## Source text
● ● ● ● ● ● ●
As an out-of-state visitor who pays nearly 10 times more than a resident to bowhunt Colorado’s elk, you’d appreciate a little local gratitude for your $851.24 subsidy of the state’s wildlife-management program.
Still, you’d be pitifully naïve to expect it.
That’s why I wasn’t surprised to find no thank-you notes beneath my truck’s windshield in late September when returning to the trailhead near Steamboat Springs after a 15-day wilderness backpack trip. Lack of appreciation is nothing new. Some Western hunters will forever complain of nonresident “crowding” each autumn, even though all U.S. citizens share equal ownership of the West’s vast federal lands. This is hardly a modern perception. I recall arguing such issues with Colorado shipmates during Navy boot camp in 1975.
That’s also why I was more disappointed than shocked when my host and hunting buddy, Dave Burgess of Aurora, Colorado, noticed my truck looking askew after we finished our 5-mile pack-out. My F-250’s right rear tire was flat and its left rear tire was half-flat.
● ● ● ● ● ● ●
## Material supplied
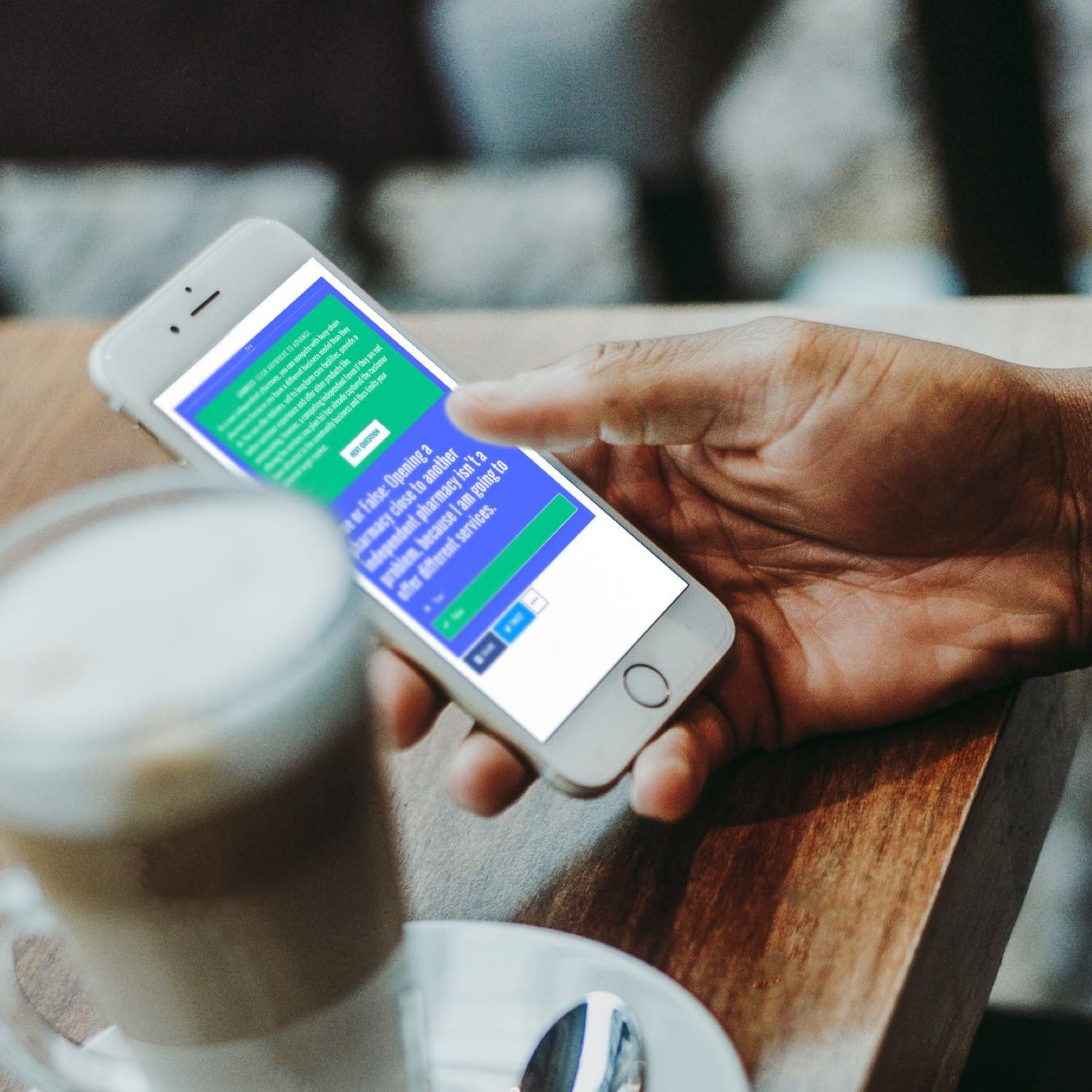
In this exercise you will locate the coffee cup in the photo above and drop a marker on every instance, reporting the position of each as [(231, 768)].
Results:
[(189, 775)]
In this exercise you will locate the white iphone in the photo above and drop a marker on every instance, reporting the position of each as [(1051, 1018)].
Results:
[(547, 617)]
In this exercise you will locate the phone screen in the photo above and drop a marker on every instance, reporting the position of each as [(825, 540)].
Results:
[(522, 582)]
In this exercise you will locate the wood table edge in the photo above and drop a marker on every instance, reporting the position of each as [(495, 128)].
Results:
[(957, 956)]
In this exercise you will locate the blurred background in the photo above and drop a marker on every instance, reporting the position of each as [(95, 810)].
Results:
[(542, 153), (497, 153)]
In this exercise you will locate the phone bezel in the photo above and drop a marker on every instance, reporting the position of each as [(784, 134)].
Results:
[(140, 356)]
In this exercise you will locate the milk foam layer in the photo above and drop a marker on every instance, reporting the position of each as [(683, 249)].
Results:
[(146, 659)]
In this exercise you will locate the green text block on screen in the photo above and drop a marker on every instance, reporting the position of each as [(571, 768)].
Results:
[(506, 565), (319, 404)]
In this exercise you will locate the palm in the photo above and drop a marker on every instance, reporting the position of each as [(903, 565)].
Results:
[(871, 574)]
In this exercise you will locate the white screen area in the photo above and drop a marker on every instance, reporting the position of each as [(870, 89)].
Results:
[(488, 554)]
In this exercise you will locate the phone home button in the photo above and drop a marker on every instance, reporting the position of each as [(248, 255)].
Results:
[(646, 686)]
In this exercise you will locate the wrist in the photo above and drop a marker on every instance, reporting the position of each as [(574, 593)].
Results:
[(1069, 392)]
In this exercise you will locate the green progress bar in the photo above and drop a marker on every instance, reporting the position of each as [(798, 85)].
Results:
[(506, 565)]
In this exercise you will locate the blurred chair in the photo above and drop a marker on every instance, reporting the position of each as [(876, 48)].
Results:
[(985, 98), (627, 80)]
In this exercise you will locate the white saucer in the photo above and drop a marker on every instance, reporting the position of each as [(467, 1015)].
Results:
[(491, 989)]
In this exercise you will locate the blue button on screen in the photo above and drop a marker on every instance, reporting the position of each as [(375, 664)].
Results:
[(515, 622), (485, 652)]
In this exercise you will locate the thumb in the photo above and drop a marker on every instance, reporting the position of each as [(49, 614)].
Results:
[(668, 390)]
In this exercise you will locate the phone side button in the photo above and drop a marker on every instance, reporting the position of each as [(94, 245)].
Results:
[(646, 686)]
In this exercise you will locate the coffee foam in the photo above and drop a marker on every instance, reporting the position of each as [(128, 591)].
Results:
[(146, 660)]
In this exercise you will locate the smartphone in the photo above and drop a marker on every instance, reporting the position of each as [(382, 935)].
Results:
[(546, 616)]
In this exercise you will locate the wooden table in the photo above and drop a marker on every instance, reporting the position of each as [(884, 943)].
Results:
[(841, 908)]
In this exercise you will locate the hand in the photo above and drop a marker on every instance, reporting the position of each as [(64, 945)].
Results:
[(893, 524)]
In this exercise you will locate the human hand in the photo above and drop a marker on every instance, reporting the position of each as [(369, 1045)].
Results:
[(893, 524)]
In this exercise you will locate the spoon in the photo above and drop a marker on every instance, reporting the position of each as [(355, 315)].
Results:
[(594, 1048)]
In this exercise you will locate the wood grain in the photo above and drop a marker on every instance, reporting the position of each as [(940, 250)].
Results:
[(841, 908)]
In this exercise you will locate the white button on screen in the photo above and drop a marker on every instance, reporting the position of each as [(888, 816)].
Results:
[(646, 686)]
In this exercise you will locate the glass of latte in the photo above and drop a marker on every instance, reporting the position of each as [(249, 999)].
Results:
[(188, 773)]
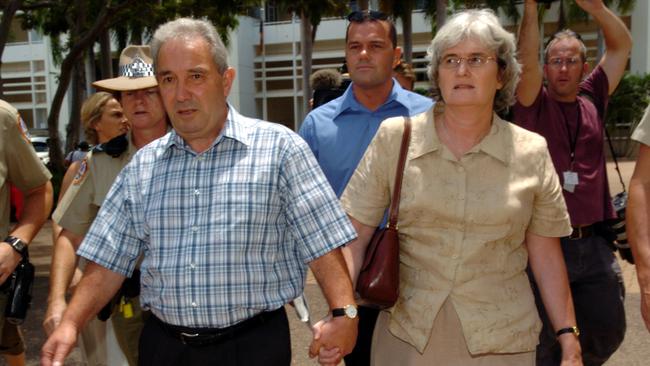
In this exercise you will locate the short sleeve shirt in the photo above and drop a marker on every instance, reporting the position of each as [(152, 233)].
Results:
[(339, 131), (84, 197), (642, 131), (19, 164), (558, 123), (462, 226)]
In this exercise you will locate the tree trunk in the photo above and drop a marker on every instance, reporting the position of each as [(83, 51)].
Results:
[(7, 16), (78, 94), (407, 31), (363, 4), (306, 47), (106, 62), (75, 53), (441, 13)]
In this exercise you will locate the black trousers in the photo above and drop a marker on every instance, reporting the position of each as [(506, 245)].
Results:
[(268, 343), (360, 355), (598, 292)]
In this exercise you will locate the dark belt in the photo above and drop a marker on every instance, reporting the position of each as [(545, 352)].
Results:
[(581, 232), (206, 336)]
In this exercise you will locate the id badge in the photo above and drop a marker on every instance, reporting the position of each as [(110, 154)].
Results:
● ● ● ● ● ● ●
## Exercises to complete
**1)** Why, according to the account of bowhunting elk in Colorado, was the writer not surprised to find no thank-you notes on the truck's windshield? Answer in one to three sentences.
**2)** In the account of bowhunting elk in Colorado, how long did the wilderness backpack trip near Steamboat Springs last?
**3)** Extend the account of bowhunting elk in Colorado, picking up after its last sentence about the truck's tires.

## Answers to the exercise
**1)** Although out-of-state hunters pay nearly 10 times more than residents and subsidize the state's wildlife-management program, the writer says it would be pitifully naïve to expect local gratitude. The writer also notes that this lack of appreciation is nothing new.

**2)** 15 days.

**3)**
We doubted I had run over nails or sharp rocks when arriving two weeks earlier. My truck’s four tires were 5 days old and fully inflated when I parked Sept. 5, and they were still full a week later when we returned briefly to restock our food supplies for our second week in the backcountry.
Obviously, some weasel had noticed my Wisconsin license plates, and deflated the tires to penalize me for bowhunting “his” turf. Who would act so childish and cowardly? Probably the same mope who left an obscene sex toy on a nearby truck with Iowa plates.
This wasn’t my first such backwoods vandalism. Someone deflated my boat-trailer tires in central Montana while I bowhunted downriver for a week in 2009.
Or Was it Restraint?
Friends and family noted that things could have been worse in both cases: The vandals could have slashed my tires, not just deflated them. True, but I doubt their “restraint” was for my benefit. They simply realized that slashed tires would more likely trigger a criminal complaint and possible case file that could eventually bite them.
And so, Burgess and I spent the next hour reinflating my tires with his portable air compressor while accepting apologies from him and another resident hunter on behalf of the unknown jerk(s). (To be safe, I double-checked my tires the next morning before starting the 14-hour drive home. Both were still fully inflated.)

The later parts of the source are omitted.